▸ **TO BE DONE**
Report how many lines below contain the word "throw". Give only the number.

>> Start

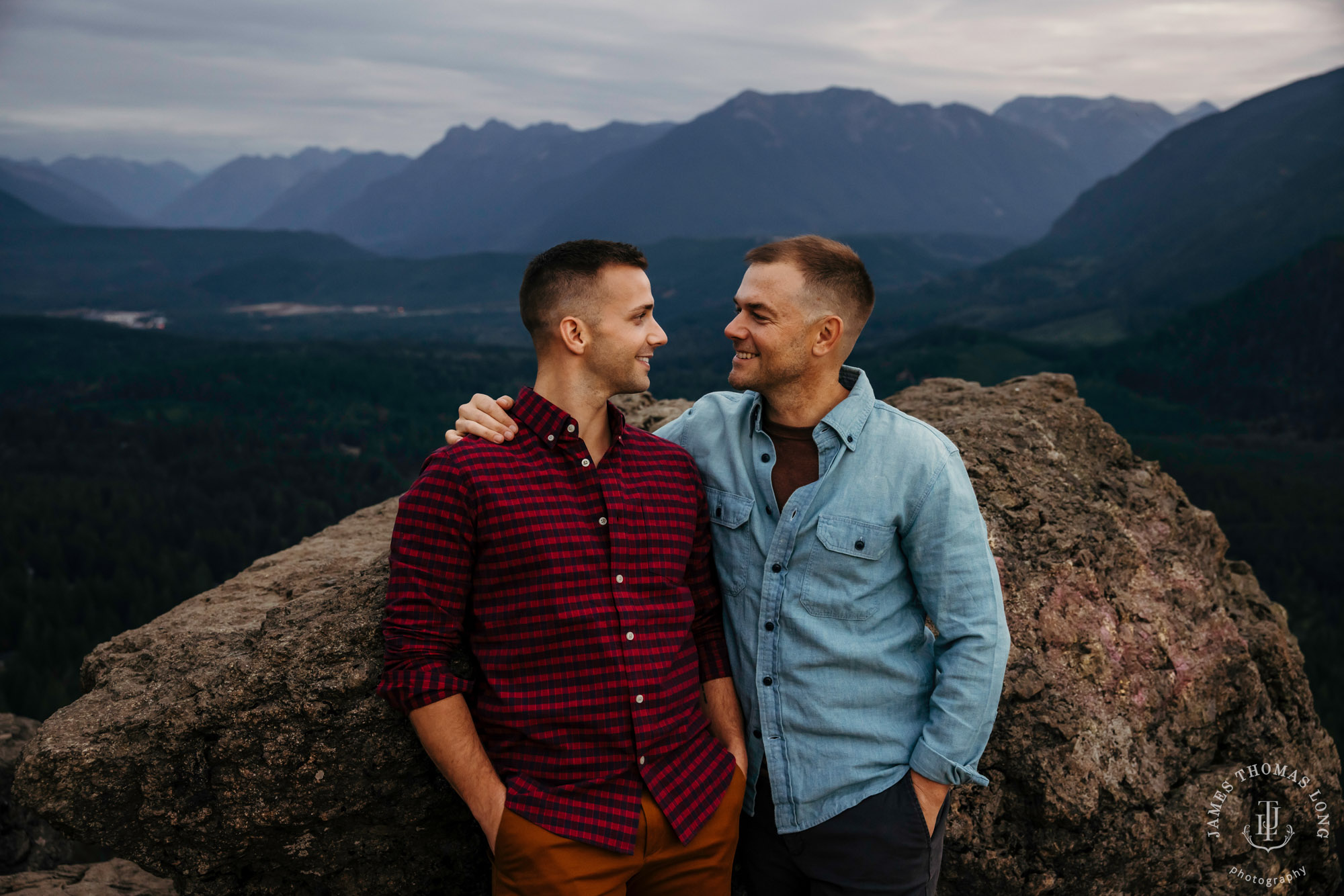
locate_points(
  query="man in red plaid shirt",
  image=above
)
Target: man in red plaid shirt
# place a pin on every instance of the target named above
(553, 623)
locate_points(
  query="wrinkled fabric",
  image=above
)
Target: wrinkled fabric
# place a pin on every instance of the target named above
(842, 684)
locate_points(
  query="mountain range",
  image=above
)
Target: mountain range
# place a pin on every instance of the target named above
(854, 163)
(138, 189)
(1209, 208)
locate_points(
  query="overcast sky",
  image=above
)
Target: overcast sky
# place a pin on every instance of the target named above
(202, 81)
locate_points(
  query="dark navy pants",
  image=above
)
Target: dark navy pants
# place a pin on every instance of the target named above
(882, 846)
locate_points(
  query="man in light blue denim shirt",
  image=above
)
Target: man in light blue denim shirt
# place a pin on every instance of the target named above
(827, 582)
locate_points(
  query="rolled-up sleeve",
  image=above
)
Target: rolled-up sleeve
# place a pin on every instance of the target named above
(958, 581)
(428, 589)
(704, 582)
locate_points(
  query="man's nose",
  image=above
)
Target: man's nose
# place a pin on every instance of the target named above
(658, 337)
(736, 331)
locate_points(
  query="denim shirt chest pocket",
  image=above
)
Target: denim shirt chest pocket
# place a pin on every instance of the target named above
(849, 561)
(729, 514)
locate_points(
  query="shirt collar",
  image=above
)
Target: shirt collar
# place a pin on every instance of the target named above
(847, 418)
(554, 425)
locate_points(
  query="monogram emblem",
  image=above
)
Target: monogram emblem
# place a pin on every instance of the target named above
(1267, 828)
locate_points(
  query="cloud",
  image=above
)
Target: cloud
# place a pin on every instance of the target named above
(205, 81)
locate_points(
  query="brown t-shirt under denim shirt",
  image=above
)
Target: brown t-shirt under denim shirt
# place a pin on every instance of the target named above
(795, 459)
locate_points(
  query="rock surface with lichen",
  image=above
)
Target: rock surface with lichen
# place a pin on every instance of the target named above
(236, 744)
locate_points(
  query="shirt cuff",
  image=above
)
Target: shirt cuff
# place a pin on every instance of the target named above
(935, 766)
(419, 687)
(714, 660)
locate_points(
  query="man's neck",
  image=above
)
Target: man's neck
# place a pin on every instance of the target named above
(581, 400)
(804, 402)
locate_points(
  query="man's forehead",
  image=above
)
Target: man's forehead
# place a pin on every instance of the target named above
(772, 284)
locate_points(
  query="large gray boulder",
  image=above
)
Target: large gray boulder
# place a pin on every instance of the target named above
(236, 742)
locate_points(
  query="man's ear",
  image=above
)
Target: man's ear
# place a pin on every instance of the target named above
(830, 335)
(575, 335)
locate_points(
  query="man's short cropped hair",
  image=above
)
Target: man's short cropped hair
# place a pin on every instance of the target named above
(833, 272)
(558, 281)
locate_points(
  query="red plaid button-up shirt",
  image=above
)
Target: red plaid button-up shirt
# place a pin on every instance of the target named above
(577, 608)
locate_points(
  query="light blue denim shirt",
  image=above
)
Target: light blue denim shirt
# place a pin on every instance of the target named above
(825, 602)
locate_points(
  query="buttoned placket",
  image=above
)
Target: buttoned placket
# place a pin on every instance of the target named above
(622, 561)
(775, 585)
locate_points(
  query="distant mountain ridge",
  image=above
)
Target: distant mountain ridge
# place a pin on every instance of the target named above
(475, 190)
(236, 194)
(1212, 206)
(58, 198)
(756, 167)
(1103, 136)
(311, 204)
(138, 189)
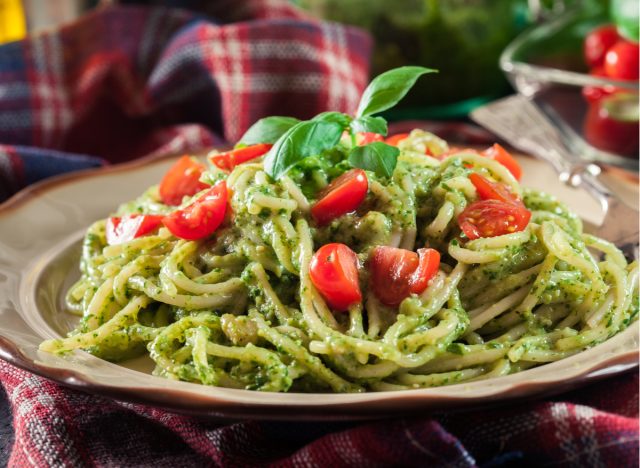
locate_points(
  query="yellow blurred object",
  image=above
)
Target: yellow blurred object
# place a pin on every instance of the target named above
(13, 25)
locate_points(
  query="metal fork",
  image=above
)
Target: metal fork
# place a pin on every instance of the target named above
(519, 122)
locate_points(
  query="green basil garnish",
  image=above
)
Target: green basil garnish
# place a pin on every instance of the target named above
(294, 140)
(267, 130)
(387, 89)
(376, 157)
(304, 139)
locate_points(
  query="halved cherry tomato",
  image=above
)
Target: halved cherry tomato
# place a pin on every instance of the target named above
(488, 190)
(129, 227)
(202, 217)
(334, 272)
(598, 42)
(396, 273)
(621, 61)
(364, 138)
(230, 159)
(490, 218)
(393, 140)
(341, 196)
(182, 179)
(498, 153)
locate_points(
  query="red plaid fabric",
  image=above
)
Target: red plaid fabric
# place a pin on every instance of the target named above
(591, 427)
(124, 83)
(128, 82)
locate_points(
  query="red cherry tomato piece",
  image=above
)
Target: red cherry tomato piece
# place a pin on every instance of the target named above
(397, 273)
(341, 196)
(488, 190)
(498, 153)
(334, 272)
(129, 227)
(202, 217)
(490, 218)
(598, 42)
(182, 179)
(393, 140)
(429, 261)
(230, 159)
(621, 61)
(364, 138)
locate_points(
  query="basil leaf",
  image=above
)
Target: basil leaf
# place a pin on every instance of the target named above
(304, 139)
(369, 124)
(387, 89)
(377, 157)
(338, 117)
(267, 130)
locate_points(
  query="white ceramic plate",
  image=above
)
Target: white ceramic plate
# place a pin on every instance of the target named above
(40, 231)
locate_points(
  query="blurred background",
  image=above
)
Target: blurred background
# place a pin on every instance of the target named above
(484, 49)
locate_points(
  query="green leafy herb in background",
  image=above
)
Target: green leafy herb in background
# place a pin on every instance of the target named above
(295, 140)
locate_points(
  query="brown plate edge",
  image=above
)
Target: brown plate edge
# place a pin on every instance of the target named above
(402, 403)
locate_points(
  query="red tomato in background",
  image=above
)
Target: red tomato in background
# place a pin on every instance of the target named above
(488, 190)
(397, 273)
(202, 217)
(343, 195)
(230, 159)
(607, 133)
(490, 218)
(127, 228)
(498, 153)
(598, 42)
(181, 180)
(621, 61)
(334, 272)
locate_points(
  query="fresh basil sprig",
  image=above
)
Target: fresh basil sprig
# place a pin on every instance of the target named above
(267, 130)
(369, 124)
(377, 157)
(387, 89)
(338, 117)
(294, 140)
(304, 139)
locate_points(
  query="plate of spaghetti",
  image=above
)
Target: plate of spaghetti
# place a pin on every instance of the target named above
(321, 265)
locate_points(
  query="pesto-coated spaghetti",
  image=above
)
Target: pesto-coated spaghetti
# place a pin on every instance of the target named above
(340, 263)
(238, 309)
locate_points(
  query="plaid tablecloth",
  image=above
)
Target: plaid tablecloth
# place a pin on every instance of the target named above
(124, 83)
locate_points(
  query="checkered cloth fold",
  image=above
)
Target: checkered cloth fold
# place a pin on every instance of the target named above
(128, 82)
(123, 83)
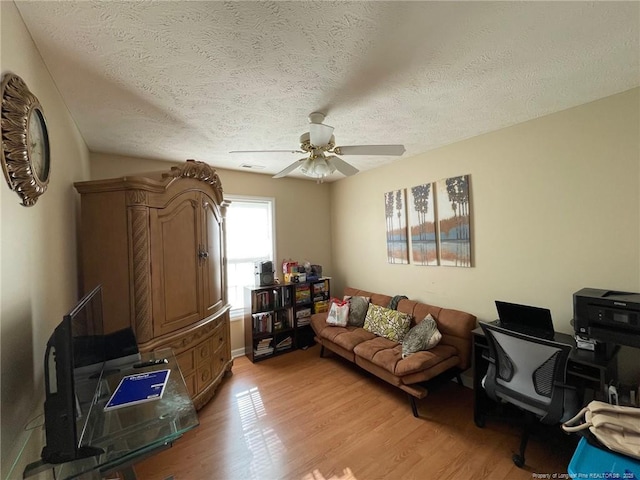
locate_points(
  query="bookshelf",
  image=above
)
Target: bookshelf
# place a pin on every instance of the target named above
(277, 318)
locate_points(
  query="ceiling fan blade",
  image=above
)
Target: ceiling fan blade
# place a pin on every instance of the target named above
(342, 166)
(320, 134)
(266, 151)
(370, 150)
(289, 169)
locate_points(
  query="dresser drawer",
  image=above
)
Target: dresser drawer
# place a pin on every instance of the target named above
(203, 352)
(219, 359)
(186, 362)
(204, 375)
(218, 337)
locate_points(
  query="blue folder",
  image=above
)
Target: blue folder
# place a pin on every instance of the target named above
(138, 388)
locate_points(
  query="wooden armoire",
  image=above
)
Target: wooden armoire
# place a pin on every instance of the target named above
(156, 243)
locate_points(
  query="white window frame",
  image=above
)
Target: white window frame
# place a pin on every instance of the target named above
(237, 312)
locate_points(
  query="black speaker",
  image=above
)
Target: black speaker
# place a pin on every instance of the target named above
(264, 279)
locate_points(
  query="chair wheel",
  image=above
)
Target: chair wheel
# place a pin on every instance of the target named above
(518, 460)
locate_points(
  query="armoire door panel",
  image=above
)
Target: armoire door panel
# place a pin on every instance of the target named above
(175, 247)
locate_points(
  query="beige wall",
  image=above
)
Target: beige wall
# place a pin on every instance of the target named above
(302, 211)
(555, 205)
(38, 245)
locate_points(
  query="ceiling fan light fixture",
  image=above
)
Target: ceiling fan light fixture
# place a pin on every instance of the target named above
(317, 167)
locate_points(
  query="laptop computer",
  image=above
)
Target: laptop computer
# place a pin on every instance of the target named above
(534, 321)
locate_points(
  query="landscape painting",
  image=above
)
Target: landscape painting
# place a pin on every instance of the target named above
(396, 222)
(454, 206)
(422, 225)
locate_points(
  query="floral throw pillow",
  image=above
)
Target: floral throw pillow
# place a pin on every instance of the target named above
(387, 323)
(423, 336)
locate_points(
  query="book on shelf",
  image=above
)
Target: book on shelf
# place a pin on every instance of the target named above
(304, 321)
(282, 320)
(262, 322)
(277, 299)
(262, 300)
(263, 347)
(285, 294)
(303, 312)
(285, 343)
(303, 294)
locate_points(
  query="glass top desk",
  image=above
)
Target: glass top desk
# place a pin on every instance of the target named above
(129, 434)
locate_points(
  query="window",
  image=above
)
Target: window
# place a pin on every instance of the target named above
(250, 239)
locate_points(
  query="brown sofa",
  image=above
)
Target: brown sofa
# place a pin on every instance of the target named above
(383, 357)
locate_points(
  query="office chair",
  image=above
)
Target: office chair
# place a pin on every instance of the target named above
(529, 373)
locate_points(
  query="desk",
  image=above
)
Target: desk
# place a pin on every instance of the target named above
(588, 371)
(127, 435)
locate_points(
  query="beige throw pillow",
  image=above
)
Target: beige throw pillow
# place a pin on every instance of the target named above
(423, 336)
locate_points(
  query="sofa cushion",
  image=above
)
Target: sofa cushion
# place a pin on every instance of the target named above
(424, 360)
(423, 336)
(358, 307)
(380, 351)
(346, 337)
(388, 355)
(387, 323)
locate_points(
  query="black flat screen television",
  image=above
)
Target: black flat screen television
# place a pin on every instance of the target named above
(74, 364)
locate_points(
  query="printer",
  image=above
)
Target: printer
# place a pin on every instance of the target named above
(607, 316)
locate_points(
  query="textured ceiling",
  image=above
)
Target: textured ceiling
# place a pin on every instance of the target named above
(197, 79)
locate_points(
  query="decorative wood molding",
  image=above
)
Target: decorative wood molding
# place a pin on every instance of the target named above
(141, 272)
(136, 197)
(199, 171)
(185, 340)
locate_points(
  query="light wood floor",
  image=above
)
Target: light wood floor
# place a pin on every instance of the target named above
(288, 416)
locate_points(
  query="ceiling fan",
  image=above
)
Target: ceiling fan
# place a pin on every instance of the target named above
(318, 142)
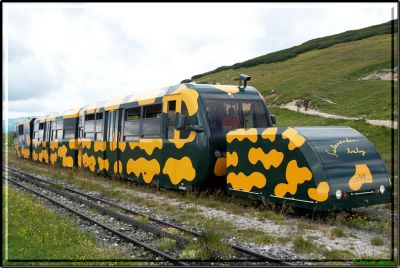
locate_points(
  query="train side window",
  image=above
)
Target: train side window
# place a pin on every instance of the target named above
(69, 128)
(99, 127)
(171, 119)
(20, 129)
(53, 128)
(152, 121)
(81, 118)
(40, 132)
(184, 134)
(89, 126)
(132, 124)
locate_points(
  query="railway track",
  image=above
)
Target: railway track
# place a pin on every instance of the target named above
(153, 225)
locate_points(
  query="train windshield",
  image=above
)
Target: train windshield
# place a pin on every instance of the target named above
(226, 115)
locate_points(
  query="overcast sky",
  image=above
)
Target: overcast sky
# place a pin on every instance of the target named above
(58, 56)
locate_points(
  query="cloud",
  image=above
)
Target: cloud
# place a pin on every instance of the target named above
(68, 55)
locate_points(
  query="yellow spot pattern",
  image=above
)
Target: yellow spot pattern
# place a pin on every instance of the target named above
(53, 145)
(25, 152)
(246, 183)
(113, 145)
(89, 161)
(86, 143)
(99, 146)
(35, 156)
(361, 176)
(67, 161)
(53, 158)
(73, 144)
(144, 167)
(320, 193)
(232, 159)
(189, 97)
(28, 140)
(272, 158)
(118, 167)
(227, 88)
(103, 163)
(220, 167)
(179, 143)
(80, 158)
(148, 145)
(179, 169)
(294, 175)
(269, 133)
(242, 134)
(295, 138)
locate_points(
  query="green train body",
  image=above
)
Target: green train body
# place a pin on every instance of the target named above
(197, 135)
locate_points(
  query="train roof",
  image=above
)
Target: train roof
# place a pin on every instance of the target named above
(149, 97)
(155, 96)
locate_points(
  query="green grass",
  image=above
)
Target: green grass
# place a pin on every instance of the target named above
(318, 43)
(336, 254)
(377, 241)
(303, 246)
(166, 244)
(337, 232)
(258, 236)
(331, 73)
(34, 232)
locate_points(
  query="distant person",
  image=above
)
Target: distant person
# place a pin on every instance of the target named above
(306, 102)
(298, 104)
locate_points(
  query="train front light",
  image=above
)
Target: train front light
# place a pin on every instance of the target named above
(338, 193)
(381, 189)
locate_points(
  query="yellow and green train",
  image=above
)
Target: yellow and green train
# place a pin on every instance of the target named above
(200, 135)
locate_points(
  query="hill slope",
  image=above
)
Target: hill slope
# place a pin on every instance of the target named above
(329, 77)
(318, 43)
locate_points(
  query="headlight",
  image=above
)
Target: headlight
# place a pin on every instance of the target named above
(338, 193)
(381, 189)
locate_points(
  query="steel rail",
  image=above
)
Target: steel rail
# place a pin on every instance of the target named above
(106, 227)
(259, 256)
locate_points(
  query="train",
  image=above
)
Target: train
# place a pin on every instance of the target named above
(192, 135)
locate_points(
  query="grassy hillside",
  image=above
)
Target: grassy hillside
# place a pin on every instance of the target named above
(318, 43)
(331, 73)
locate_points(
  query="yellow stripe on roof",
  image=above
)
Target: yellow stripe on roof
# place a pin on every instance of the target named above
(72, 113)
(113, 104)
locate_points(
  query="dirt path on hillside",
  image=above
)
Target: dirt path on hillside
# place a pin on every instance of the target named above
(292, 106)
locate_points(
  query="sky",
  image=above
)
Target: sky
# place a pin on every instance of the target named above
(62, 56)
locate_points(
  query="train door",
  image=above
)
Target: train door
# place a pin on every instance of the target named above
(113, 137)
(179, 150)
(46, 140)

>> End

▸ **WRITTEN RESPONSE**
4